▶ To do
Find "[point] every instance of the blue" in the records that follow; print that line and each subsequent line through the last one, verbatim and with nothing added.

____________

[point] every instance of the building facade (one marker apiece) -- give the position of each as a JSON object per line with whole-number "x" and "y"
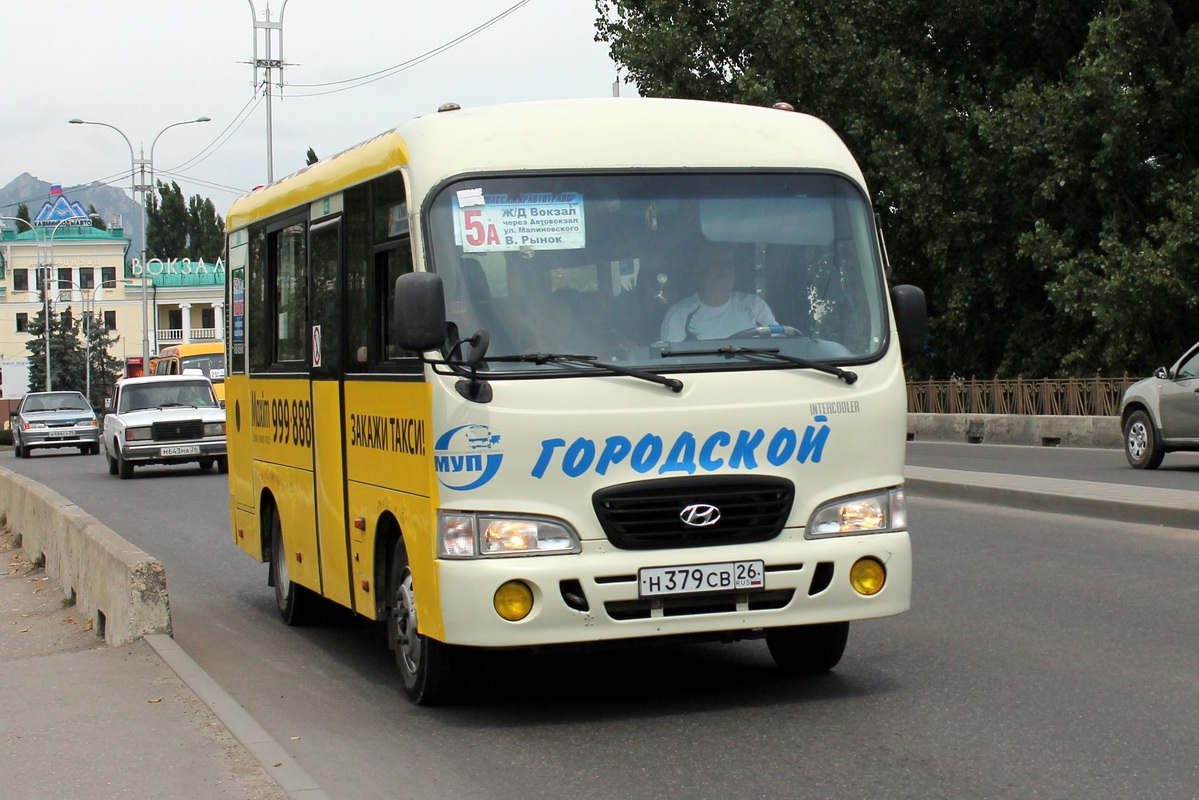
{"x": 89, "y": 270}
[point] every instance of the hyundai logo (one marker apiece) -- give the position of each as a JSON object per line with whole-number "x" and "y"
{"x": 699, "y": 515}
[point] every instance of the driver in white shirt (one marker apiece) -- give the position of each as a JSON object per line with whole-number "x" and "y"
{"x": 715, "y": 311}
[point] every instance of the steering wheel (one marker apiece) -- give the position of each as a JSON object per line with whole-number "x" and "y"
{"x": 767, "y": 331}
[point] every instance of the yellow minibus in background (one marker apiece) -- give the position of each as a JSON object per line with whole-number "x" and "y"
{"x": 206, "y": 356}
{"x": 479, "y": 388}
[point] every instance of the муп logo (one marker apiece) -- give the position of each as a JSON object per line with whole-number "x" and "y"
{"x": 467, "y": 457}
{"x": 699, "y": 515}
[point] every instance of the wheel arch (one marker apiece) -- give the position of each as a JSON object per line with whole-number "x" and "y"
{"x": 267, "y": 509}
{"x": 387, "y": 536}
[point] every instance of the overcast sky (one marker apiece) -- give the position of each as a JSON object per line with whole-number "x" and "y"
{"x": 143, "y": 65}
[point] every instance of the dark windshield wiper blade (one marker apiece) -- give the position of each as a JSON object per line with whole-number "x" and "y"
{"x": 673, "y": 384}
{"x": 734, "y": 349}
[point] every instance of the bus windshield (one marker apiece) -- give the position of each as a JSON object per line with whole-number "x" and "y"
{"x": 661, "y": 270}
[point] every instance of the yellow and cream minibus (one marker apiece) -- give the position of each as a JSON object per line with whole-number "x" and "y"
{"x": 573, "y": 373}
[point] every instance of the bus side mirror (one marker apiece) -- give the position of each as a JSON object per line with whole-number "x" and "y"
{"x": 419, "y": 312}
{"x": 911, "y": 318}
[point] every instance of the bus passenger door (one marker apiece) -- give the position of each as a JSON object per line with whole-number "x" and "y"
{"x": 326, "y": 367}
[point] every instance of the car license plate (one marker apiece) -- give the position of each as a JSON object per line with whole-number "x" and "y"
{"x": 697, "y": 578}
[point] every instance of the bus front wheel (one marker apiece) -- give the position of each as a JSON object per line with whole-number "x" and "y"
{"x": 427, "y": 667}
{"x": 807, "y": 649}
{"x": 296, "y": 603}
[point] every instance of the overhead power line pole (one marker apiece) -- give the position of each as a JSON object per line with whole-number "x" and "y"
{"x": 272, "y": 34}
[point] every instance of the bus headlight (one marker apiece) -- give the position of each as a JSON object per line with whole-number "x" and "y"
{"x": 474, "y": 535}
{"x": 862, "y": 513}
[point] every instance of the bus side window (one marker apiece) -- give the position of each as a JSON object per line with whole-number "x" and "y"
{"x": 289, "y": 269}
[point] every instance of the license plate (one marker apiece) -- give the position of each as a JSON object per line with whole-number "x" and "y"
{"x": 702, "y": 578}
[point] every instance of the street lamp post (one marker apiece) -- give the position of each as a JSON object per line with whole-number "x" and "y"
{"x": 46, "y": 290}
{"x": 145, "y": 188}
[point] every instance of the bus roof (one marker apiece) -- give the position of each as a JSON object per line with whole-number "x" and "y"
{"x": 596, "y": 133}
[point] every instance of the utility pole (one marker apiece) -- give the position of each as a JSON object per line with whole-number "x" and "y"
{"x": 272, "y": 32}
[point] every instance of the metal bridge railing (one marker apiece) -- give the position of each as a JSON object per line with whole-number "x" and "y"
{"x": 1053, "y": 396}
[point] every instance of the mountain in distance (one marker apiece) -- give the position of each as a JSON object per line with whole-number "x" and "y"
{"x": 112, "y": 204}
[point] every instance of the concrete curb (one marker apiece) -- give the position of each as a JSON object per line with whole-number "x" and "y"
{"x": 1114, "y": 501}
{"x": 119, "y": 587}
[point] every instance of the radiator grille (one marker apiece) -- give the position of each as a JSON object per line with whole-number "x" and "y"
{"x": 646, "y": 515}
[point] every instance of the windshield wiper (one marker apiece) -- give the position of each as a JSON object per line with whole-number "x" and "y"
{"x": 673, "y": 384}
{"x": 734, "y": 349}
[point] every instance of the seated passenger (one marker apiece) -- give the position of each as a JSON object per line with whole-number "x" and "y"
{"x": 715, "y": 311}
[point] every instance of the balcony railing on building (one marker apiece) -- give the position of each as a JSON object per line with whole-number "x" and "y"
{"x": 1054, "y": 396}
{"x": 175, "y": 335}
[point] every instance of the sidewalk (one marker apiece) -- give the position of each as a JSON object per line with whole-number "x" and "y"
{"x": 84, "y": 720}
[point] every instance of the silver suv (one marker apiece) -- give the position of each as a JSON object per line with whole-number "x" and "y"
{"x": 54, "y": 420}
{"x": 1161, "y": 414}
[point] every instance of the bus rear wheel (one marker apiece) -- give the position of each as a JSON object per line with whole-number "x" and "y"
{"x": 296, "y": 603}
{"x": 428, "y": 668}
{"x": 808, "y": 649}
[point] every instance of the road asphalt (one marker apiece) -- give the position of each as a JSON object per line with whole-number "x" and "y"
{"x": 85, "y": 720}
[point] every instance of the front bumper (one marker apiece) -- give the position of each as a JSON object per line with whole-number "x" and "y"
{"x": 59, "y": 437}
{"x": 173, "y": 452}
{"x": 806, "y": 583}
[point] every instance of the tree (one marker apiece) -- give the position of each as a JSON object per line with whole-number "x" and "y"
{"x": 106, "y": 368}
{"x": 182, "y": 229}
{"x": 1032, "y": 160}
{"x": 205, "y": 229}
{"x": 66, "y": 352}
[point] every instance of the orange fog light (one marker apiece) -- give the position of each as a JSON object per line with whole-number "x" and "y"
{"x": 513, "y": 600}
{"x": 867, "y": 576}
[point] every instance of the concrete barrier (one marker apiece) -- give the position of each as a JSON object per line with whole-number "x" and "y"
{"x": 1017, "y": 429}
{"x": 116, "y": 585}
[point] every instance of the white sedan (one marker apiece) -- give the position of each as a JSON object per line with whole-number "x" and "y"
{"x": 164, "y": 420}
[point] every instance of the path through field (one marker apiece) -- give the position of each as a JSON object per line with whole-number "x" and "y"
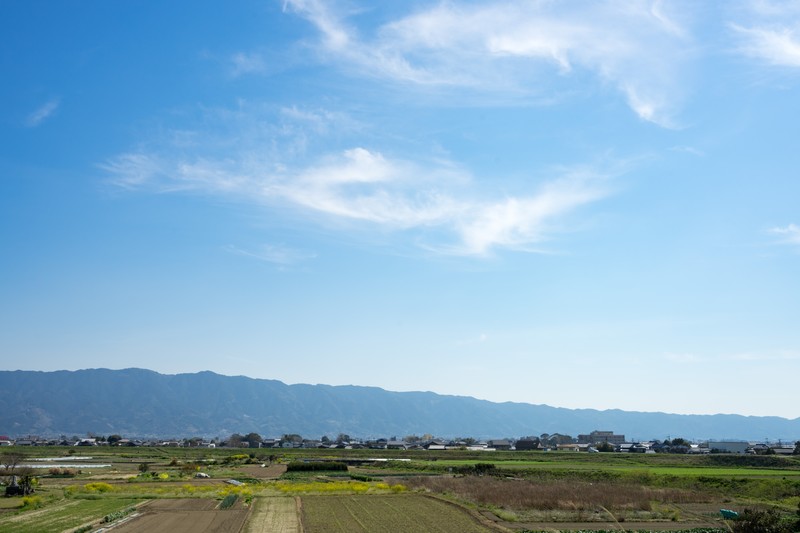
{"x": 407, "y": 513}
{"x": 276, "y": 514}
{"x": 184, "y": 516}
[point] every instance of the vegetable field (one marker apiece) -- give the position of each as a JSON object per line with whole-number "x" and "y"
{"x": 390, "y": 513}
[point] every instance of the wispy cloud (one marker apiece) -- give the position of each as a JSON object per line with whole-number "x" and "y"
{"x": 771, "y": 32}
{"x": 42, "y": 113}
{"x": 365, "y": 187}
{"x": 275, "y": 254}
{"x": 743, "y": 357}
{"x": 787, "y": 234}
{"x": 518, "y": 48}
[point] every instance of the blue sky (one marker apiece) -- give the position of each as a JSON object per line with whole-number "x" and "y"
{"x": 578, "y": 203}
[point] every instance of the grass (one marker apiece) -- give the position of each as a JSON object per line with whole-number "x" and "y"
{"x": 568, "y": 483}
{"x": 63, "y": 515}
{"x": 396, "y": 513}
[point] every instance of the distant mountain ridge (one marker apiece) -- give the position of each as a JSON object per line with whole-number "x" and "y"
{"x": 144, "y": 403}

____________

▶ Complete response
[point] every instance of the blue sky (one marker apiece) -- give the position of each as a JSON object per line with whole-number "x" and "y"
{"x": 578, "y": 203}
[point] every instance of the grass (one marker apiece) -- give the position of each as a JSON object per line with whole-number "x" and "y"
{"x": 568, "y": 483}
{"x": 63, "y": 515}
{"x": 396, "y": 513}
[point] every instance of the distant mountain ridge (one marker apiece) -- give the position of each as a JSON object per line with whole-number "x" and "y"
{"x": 144, "y": 403}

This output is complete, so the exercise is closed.